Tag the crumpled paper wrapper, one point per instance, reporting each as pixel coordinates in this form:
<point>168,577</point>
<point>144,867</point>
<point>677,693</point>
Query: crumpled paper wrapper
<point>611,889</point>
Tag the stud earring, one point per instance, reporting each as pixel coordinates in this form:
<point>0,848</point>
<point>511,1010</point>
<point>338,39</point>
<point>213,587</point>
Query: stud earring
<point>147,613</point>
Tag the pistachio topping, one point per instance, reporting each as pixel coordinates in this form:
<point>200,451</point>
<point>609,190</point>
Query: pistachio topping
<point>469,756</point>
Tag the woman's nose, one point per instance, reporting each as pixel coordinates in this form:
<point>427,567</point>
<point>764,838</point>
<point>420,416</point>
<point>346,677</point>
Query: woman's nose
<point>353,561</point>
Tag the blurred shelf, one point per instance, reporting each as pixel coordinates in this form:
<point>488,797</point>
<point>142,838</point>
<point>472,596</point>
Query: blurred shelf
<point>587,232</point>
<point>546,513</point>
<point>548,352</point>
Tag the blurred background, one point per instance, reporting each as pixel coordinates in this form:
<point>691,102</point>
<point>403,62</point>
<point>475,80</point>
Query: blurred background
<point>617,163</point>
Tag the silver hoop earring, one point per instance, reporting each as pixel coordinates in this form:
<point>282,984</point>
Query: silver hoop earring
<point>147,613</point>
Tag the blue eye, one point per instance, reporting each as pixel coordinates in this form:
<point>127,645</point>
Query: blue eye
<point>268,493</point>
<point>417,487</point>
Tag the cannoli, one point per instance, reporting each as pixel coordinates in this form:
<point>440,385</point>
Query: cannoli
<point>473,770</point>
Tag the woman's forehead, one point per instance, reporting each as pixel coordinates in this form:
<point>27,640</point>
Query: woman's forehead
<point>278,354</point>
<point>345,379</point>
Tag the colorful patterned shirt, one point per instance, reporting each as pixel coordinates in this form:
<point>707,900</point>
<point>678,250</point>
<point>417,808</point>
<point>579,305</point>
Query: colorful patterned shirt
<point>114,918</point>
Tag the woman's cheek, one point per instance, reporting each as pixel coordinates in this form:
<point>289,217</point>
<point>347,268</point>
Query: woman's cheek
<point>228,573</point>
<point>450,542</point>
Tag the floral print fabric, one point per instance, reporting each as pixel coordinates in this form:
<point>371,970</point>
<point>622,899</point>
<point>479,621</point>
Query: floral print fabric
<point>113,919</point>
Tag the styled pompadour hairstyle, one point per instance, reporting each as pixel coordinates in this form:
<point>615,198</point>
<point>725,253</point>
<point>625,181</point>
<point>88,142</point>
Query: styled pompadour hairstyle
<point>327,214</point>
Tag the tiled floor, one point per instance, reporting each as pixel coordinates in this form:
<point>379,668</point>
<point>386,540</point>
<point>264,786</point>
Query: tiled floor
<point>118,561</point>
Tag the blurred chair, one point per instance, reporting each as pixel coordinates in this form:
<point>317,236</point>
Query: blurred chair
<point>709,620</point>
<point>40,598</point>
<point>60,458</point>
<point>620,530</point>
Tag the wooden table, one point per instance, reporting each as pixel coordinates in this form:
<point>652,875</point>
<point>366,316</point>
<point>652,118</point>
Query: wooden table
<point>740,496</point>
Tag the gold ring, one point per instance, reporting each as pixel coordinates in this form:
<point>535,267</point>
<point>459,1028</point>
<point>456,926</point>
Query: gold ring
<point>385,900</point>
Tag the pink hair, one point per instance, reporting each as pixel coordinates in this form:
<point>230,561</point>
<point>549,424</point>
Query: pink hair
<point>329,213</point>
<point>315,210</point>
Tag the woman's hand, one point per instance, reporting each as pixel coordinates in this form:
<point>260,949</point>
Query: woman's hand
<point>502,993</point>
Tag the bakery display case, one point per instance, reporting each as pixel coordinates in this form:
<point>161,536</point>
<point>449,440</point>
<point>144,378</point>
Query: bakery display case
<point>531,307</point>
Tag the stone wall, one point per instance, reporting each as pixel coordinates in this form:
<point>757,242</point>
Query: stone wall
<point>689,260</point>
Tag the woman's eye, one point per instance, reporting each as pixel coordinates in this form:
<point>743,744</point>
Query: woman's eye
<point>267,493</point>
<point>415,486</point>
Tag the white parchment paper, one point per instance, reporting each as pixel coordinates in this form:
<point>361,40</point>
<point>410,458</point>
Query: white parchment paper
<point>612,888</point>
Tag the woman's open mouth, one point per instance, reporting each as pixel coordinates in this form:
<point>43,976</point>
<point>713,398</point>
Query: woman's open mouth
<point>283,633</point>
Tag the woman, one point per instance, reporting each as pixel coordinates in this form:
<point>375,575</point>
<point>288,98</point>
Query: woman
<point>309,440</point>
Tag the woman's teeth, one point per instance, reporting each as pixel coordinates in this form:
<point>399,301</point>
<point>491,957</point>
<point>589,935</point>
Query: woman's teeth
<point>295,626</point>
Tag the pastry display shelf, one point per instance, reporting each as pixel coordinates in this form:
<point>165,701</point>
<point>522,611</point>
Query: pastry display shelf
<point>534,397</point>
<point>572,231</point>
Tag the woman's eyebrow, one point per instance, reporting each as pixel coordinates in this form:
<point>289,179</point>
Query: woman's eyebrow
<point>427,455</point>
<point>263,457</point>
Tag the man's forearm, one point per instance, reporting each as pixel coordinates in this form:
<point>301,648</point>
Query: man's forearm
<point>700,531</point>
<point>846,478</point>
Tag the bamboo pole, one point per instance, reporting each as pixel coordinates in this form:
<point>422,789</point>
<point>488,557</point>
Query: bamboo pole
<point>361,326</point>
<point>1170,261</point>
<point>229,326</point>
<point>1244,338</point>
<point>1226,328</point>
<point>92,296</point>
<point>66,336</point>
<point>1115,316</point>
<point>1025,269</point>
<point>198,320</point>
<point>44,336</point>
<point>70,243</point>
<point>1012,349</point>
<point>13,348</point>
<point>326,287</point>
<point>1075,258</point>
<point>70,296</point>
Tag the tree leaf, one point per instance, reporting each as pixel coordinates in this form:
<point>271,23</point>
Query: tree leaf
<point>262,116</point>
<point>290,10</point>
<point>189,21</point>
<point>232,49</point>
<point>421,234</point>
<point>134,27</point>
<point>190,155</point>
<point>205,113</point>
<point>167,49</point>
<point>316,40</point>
* * * *
WHAT THE EXERCISE ASKS: Convert all of the rows above into a JSON list of strings with one string per line, omitting any blank lines.

FINISHED ANSWER:
[
  "Tag the crumpled paper wrapper, one point per instance, reporting each as pixel coordinates in this form:",
  "<point>168,577</point>",
  "<point>144,867</point>",
  "<point>677,693</point>",
  "Query: crumpled paper wrapper",
  "<point>611,889</point>",
  "Tag the stud earring, one point per instance, reporting each as pixel coordinates in this form:",
  "<point>0,848</point>",
  "<point>511,1010</point>",
  "<point>338,39</point>",
  "<point>213,587</point>",
  "Query: stud earring",
  "<point>147,613</point>",
  "Tag the pistachio topping, one point per instance, reporting each as pixel coordinates in this form:",
  "<point>200,451</point>",
  "<point>609,190</point>",
  "Query: pistachio topping",
  "<point>469,756</point>",
  "Tag the woman's nose, one point per instance, reporting each as pixel coordinates in this form:",
  "<point>427,567</point>",
  "<point>764,838</point>",
  "<point>420,416</point>",
  "<point>346,677</point>",
  "Query: woman's nose",
  "<point>353,561</point>",
  "Tag the blurred shelf, one point per instance, reporting each as pixel coordinates in this form:",
  "<point>488,797</point>",
  "<point>142,838</point>",
  "<point>472,596</point>",
  "Query: blurred shelf",
  "<point>587,232</point>",
  "<point>546,513</point>",
  "<point>548,352</point>",
  "Tag the blurred background, one point per instance, reporting each as pixel coordinates in this form:",
  "<point>691,102</point>",
  "<point>403,62</point>",
  "<point>475,80</point>",
  "Query: blurred background",
  "<point>617,163</point>",
  "Tag the silver hoop earring, one point per instance, reporting each as pixel coordinates in this form:",
  "<point>282,984</point>",
  "Query: silver hoop earring",
  "<point>147,613</point>",
  "Tag the blue eye, one point per instance, reporting each as pixel coordinates in this form:",
  "<point>127,645</point>",
  "Query: blue eye",
  "<point>268,493</point>",
  "<point>417,487</point>",
  "Tag the cannoli, one point per instance, reporting each as pixel coordinates in this form:",
  "<point>440,385</point>",
  "Query: cannoli",
  "<point>473,770</point>",
  "Tag the woman's forehead, one point per instance, reporting each as pixel coordinates in this form:",
  "<point>27,640</point>",
  "Query: woman's forehead",
  "<point>278,354</point>",
  "<point>345,379</point>",
  "Tag the colorful patterned shirt, one point per instance, reporting each as pixel coordinates in this form:",
  "<point>707,900</point>",
  "<point>678,250</point>",
  "<point>417,808</point>",
  "<point>579,305</point>",
  "Query: colorful patterned shirt",
  "<point>114,918</point>",
  "Tag the woman's cheek, one point per instance, reporting each as pixel coordinates in this form:",
  "<point>289,217</point>",
  "<point>347,268</point>",
  "Query: woman's cheek",
  "<point>228,573</point>",
  "<point>450,542</point>",
  "Tag the floral print fabric, one point per instance, reporting each as pixel coordinates in this form:",
  "<point>371,970</point>",
  "<point>622,899</point>",
  "<point>479,621</point>",
  "Query: floral print fabric",
  "<point>113,919</point>",
  "Tag the styled pompadour hairstyle, one point per instance, reporting each as pixel coordinates in this form:",
  "<point>615,198</point>",
  "<point>725,253</point>",
  "<point>625,181</point>",
  "<point>88,142</point>",
  "Query: styled pompadour hairstyle",
  "<point>327,214</point>",
  "Tag the tiled floor, one point per instance, reporting each as pixel coordinates in this form:",
  "<point>379,668</point>",
  "<point>386,540</point>",
  "<point>264,786</point>",
  "Query: tiled floor",
  "<point>118,561</point>",
  "Tag the blurred chair, one point per instance, reporting each as pixel coordinates in this form:",
  "<point>317,236</point>",
  "Query: blurred chair",
  "<point>709,620</point>",
  "<point>40,598</point>",
  "<point>60,458</point>",
  "<point>620,530</point>",
  "Tag the wooden table, one point per instance, reporting each as pixel coordinates in this form:",
  "<point>652,875</point>",
  "<point>366,316</point>",
  "<point>652,118</point>",
  "Query: wooden table",
  "<point>740,496</point>",
  "Tag the gold ring, one point per instance, reporting each as pixel coordinates in this form:",
  "<point>535,267</point>",
  "<point>459,1028</point>",
  "<point>456,926</point>",
  "Query: gold ring",
  "<point>385,900</point>",
  "Tag the pink hair, one point per instance, reporting each as pixel coordinates in this form:",
  "<point>230,561</point>",
  "<point>549,424</point>",
  "Query: pink hair",
  "<point>329,213</point>",
  "<point>315,210</point>",
  "Tag the woman's hand, one point per instance, reporting each as pixel coordinates in this form:",
  "<point>260,949</point>",
  "Query: woman's hand",
  "<point>502,993</point>",
  "Tag the bakery display case, one point per instance, reporting each as pixel coordinates in this form:",
  "<point>161,536</point>",
  "<point>449,440</point>",
  "<point>144,378</point>",
  "Query: bakery display case",
  "<point>531,307</point>",
  "Tag the stone wall, one point per instance, reporting each as pixel coordinates in this form:",
  "<point>757,242</point>",
  "Query: stone wall",
  "<point>689,260</point>",
  "Tag the woman's eye, one point per instance, reporting each as pixel coordinates in this form:",
  "<point>743,744</point>",
  "Query: woman's eye",
  "<point>267,493</point>",
  "<point>415,486</point>",
  "Tag the white parchment paper, one point per instance, reporting each as pixel coordinates in this form:",
  "<point>361,40</point>",
  "<point>410,458</point>",
  "Query: white parchment paper",
  "<point>612,888</point>",
  "Tag the woman's open mouth, one point per instance, reporting each as pixel coordinates in this form:",
  "<point>43,976</point>",
  "<point>713,398</point>",
  "Query: woman's open mouth",
  "<point>283,633</point>",
  "Tag the woman, one point per instance, reporting each as pixel coordinates in this form:",
  "<point>375,575</point>",
  "<point>288,98</point>",
  "Query: woman",
  "<point>309,440</point>",
  "Tag the woman's teeth, one point per instance, reporting each as pixel coordinates in this form:",
  "<point>399,301</point>",
  "<point>491,957</point>",
  "<point>589,935</point>",
  "Query: woman's teeth",
  "<point>295,626</point>",
  "Tag the pastry display shelf, one point per instance, reporting each as pixel coordinates in this form:",
  "<point>165,701</point>",
  "<point>522,611</point>",
  "Query: pastry display shelf",
  "<point>534,397</point>",
  "<point>572,231</point>",
  "Tag the woman's eyebrow, one point per instance, reporting each as pixel coordinates in this form:",
  "<point>289,179</point>",
  "Query: woman's eyebrow",
  "<point>427,455</point>",
  "<point>263,457</point>",
  "Tag the man's forearm, one point per instance, reporting each as pixel coordinates in this form:",
  "<point>301,648</point>",
  "Query: man's forearm",
  "<point>700,531</point>",
  "<point>846,478</point>",
  "Tag the bamboo pole, one point per instance, reporting each as pixel coordinates in this form:",
  "<point>422,789</point>",
  "<point>488,557</point>",
  "Query: bamboo pole",
  "<point>361,326</point>",
  "<point>1170,261</point>",
  "<point>229,326</point>",
  "<point>1244,338</point>",
  "<point>1226,328</point>",
  "<point>92,296</point>",
  "<point>66,336</point>",
  "<point>1115,316</point>",
  "<point>1025,269</point>",
  "<point>198,320</point>",
  "<point>44,336</point>",
  "<point>70,243</point>",
  "<point>1012,349</point>",
  "<point>13,348</point>",
  "<point>326,287</point>",
  "<point>1075,258</point>",
  "<point>70,296</point>",
  "Tag the tree leaf, one point per instance, reporting each as pixel coordinates in this form:",
  "<point>271,23</point>",
  "Query: tree leaf",
  "<point>262,116</point>",
  "<point>290,10</point>",
  "<point>189,21</point>",
  "<point>232,49</point>",
  "<point>421,234</point>",
  "<point>134,27</point>",
  "<point>190,155</point>",
  "<point>205,113</point>",
  "<point>167,49</point>",
  "<point>316,40</point>"
]